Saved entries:
↓

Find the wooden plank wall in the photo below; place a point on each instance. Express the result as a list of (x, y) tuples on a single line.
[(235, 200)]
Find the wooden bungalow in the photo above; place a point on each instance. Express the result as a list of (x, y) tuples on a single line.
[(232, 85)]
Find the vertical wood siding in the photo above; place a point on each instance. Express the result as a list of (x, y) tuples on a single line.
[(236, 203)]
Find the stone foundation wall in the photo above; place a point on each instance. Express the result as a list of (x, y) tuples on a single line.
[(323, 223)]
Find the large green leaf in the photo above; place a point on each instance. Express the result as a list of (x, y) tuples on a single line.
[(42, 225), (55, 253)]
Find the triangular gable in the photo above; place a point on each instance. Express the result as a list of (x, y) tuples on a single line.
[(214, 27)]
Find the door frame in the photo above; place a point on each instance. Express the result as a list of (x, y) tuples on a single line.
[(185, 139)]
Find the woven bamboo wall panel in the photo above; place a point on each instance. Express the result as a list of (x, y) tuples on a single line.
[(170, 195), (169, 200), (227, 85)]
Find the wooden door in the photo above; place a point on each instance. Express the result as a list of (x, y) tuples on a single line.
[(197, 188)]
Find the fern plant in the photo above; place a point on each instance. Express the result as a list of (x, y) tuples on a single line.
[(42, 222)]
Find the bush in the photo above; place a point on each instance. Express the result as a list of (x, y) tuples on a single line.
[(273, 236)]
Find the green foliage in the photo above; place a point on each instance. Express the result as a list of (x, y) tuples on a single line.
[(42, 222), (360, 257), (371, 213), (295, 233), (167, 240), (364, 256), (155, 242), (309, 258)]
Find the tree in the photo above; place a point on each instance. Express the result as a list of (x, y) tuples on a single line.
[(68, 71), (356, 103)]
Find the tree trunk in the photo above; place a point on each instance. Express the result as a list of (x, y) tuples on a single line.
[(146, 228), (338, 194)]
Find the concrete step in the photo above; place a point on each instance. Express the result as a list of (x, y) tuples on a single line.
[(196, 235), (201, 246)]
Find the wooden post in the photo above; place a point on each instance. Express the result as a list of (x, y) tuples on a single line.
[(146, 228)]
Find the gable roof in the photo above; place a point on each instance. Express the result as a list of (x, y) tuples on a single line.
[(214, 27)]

↑

* [WHAT TO WORK ON] The records above need to be duplicated. Keep every word unchanged.

* [PROBLEM SOLUTION]
Find the wooden plank wall in the photo below; place a point on each instance. Express the result as a list of (x, y) tuples on a single line.
[(235, 200)]
Find the wooden bungalow in the photo above; place a point on each instance. Express the result as a list of (x, y) tuples on a single line.
[(232, 85)]
Find the vertical wood siding in the photo above; place a point on each instance. Express the result as a list of (x, y) tuples on a single line.
[(236, 203)]
Find the stone foundation wall in the photo above; place a point on each instance. Express the result as a list of (x, y) tuples on a single line.
[(323, 223)]
Find the large green leaf in the photo above; place a point on each instance. Express the result as a list of (x, y) tuples on a single line.
[(42, 225), (55, 253)]
Find the triangular gable in the photo above; place a point on each instance. Express the result as a list of (x, y) tuples on a single line.
[(214, 27)]
Find the door frame in the photo above; place a point on each instance. Express the result as a list of (x, y) tuples on a single line.
[(185, 139)]
Find the woven bamboo wall panel in the photo above; place a point on each instance. Express the result as a list of (x, y) tuples on a single line.
[(170, 195), (169, 200), (227, 85)]
Find the wooden door in the photo above; place a point on each instance. Express the result as a list of (x, y) tuples on a single line.
[(197, 188)]
Find the fern plant in the photo above; place a point on each instance. Express the result as a list of (x, y) tuples on a single line.
[(42, 222)]
Find the bush in the photo above; place a point on each instance. Express the result as a list of (x, y) tuples on a single line.
[(273, 236)]
Find the green foliage in the photo above; place a point on each instance. Express the result as a list of (x, y) tuples on a single line.
[(42, 222), (360, 257), (371, 213), (295, 233), (167, 240), (364, 256), (155, 242), (309, 258)]
Find the tree in the photo above; place a point on each instance. Express the result as a list of (x, y) tuples on a single line.
[(68, 71), (356, 103)]
Find the tree trunk in the photo above; place a point on each instance. Express the result as a list of (x, y) tuples on a single line.
[(146, 228), (338, 194)]
Find the concrete step in the photo above; place a point on each instance. Express the result as a list of (x, y) tuples on a single line.
[(196, 235), (201, 246)]
Find the wooden post in the photo above; place a point on each instance. Express the result as a list of (x, y) tuples on a single line.
[(146, 228)]
Find the gable roof in the photo above; place a point on each instance. Express the result as a list of (x, y) tuples on a single line.
[(214, 27)]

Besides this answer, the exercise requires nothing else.